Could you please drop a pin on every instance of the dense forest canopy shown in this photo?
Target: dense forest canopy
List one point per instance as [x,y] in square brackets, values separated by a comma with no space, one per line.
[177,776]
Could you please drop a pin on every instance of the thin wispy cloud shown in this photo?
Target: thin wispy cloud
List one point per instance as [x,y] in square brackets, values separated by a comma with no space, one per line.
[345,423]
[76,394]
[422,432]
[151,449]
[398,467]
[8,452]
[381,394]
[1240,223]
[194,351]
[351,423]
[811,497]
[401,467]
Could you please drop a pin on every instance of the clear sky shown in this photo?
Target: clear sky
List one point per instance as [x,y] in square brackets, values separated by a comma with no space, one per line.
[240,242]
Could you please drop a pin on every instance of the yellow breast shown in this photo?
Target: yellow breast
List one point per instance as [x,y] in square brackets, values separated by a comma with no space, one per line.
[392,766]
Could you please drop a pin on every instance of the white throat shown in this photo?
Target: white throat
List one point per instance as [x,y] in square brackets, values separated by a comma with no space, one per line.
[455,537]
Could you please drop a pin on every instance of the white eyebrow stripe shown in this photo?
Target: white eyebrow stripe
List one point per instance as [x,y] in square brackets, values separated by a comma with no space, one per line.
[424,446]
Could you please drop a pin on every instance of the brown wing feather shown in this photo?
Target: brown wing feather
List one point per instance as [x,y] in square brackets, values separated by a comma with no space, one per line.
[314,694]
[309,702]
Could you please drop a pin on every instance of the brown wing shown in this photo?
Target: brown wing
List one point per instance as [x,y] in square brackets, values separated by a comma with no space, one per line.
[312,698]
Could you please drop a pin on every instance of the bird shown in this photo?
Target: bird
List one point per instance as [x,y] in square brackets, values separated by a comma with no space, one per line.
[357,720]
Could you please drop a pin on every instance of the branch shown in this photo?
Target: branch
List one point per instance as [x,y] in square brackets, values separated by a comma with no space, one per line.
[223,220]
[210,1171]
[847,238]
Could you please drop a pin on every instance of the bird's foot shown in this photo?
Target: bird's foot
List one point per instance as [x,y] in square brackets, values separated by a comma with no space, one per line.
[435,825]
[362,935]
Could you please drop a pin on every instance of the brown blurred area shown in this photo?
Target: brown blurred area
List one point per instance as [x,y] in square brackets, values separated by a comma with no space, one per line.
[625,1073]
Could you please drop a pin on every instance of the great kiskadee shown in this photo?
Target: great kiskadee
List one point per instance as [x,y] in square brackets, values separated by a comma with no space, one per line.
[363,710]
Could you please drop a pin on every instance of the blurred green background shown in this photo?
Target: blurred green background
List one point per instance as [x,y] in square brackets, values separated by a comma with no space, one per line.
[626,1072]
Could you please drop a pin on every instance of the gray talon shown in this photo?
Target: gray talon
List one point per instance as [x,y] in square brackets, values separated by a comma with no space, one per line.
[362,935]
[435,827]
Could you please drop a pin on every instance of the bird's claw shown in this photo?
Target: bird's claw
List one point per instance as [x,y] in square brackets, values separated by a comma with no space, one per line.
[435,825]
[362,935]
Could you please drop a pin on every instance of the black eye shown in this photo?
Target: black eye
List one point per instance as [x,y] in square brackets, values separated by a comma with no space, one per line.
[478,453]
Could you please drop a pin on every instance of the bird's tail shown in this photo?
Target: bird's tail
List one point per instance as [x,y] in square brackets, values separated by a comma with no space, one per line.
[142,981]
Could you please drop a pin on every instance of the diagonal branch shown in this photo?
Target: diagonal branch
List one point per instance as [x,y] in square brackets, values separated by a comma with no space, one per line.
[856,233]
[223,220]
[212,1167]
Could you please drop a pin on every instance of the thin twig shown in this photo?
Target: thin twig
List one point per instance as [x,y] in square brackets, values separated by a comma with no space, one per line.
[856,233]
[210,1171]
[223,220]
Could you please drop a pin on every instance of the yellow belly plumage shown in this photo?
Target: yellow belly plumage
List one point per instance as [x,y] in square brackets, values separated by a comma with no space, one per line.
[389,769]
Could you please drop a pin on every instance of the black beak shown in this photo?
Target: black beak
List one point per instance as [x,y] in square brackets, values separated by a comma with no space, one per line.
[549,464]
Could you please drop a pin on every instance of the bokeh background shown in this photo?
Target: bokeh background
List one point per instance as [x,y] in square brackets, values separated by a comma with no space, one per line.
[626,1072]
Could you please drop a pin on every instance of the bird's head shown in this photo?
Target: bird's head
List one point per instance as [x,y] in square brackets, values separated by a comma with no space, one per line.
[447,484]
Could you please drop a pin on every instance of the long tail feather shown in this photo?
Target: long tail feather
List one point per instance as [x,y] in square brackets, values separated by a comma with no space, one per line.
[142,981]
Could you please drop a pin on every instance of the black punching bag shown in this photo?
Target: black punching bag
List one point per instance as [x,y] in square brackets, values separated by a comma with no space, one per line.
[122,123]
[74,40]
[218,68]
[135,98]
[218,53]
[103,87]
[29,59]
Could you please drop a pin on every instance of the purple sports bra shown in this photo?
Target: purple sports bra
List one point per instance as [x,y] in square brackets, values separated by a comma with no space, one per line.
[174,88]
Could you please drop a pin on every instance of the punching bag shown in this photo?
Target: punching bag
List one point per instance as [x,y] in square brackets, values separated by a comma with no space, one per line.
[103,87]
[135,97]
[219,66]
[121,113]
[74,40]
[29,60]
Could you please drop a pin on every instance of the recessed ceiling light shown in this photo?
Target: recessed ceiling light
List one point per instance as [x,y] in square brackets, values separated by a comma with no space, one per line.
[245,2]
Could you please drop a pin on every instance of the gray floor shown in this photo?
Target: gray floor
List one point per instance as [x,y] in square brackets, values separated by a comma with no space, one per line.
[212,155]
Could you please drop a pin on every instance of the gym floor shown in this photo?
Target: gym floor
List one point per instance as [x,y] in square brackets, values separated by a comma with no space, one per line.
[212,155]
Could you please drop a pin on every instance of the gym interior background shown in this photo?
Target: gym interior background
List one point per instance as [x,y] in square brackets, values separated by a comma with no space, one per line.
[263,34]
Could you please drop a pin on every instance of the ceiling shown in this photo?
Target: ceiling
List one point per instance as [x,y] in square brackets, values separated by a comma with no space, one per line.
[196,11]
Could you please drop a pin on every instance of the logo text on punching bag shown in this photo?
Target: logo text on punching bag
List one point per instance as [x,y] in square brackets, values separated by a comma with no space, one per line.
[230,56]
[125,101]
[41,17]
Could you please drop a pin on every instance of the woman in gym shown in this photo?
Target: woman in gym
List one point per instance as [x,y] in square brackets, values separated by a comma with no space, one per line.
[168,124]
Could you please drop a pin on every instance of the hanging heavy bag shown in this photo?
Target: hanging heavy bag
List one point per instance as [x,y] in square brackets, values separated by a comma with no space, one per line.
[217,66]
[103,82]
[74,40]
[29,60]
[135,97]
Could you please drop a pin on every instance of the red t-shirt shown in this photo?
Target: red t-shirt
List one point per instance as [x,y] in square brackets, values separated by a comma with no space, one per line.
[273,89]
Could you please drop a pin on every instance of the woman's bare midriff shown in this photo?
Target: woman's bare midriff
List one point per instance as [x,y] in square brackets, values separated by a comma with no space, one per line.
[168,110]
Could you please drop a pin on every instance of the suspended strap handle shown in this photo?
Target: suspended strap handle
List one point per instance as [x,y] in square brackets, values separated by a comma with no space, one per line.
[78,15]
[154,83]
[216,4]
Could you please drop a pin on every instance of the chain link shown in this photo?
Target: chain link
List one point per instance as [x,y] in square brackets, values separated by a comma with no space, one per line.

※ ※ ※

#### Work required
Reproduce the entries verbatim, starting at the line that contains "link shown in this photo?" and ending at the final line of the entries.

#### Result for this exercise
Could you please drop a pin on every instance of the chain link shown in this photo?
Target: chain link
List one point per instance as [x,y] in square brackets, values separated by a comma with no space, one per line.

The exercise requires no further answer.